Return the lines of the data below word for word, starting at the line containing "Could you provide the mask of every instance of the drooping" and ending after the line containing "54L77 55L78 52L78". Leave the picture out of your copy.

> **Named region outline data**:
──────────────────────────────

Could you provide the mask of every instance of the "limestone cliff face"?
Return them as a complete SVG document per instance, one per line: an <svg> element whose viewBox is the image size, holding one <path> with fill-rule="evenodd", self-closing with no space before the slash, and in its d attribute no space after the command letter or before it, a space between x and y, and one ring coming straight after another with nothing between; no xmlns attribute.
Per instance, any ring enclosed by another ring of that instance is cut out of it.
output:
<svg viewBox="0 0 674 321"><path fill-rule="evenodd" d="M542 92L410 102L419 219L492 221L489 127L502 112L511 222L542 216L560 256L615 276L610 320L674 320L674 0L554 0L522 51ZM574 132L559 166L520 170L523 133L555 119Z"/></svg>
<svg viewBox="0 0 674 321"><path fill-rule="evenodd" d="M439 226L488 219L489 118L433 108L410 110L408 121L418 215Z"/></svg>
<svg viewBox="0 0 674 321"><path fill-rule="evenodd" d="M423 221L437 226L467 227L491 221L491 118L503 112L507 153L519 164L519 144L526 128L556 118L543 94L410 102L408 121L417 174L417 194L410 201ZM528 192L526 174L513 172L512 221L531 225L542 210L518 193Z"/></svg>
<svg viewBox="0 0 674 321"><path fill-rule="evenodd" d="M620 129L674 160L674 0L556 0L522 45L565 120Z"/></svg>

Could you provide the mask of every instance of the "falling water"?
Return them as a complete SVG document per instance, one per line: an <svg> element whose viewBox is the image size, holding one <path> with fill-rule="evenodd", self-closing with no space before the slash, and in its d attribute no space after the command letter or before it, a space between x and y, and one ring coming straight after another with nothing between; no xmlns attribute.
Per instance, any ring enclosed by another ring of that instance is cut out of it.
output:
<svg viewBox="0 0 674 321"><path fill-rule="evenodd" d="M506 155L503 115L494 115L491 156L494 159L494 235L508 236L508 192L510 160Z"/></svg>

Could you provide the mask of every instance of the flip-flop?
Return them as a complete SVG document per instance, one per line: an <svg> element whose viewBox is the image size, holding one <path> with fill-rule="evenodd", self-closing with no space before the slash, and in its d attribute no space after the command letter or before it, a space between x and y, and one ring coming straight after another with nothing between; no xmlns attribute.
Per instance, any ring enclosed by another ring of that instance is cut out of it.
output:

──────────────────────────────

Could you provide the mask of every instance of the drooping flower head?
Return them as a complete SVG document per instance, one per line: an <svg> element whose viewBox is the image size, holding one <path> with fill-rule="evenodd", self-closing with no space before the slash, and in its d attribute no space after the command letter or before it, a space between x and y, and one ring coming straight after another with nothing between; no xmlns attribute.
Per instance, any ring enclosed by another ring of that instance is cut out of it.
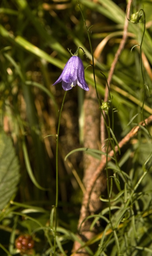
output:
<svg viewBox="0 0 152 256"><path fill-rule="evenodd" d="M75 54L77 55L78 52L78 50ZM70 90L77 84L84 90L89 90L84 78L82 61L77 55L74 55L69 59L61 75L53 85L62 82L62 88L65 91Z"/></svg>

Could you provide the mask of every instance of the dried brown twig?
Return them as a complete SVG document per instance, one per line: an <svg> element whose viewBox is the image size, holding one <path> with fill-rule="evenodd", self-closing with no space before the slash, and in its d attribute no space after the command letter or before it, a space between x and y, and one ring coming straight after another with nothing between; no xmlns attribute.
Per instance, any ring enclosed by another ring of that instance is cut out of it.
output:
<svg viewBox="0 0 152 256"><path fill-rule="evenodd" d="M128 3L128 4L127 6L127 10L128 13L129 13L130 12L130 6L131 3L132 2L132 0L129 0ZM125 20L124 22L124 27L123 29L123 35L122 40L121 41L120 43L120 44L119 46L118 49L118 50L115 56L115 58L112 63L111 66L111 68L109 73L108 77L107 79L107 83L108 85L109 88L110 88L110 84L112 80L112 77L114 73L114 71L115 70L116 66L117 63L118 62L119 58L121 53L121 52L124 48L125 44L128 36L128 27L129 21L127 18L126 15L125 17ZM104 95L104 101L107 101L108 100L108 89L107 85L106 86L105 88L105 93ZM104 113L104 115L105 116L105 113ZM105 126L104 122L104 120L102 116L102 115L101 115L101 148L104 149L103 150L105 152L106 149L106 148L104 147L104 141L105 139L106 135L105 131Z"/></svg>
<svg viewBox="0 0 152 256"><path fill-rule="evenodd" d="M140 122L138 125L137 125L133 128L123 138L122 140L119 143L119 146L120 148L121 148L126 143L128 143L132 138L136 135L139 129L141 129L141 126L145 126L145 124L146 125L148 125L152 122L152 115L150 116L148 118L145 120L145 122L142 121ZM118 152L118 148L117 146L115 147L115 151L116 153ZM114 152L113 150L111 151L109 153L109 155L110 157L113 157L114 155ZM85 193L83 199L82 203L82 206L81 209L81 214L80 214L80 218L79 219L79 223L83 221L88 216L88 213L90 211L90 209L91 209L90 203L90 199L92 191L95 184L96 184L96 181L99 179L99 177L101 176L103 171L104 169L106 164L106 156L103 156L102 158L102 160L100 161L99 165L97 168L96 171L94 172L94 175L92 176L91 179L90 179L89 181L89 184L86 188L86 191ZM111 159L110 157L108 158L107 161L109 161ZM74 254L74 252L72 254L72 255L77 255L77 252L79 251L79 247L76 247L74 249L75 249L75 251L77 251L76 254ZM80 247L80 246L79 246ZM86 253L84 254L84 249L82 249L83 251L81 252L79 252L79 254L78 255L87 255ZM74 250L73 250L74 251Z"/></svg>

──────────────────────────────

> **Output of the exercise**:
Could you provide the mask of every instance of the drooping flower head?
Return them as a complete SVG document per instance, one per line: an <svg> element whose viewBox is the image size, holding one <path> with fill-rule="evenodd", self-closing with no space before the slash, and in its d attribute no space after the command letter or before it, a space between x and y, and one ring coming straight after another with nothing between; no xmlns attribute.
Per instance, any ring enclosed by another ring of that instance is cut out of it.
output:
<svg viewBox="0 0 152 256"><path fill-rule="evenodd" d="M75 54L77 55L78 52L78 50ZM70 90L77 84L84 90L89 90L84 78L82 61L77 55L74 55L69 59L61 75L53 85L62 82L62 88L65 91Z"/></svg>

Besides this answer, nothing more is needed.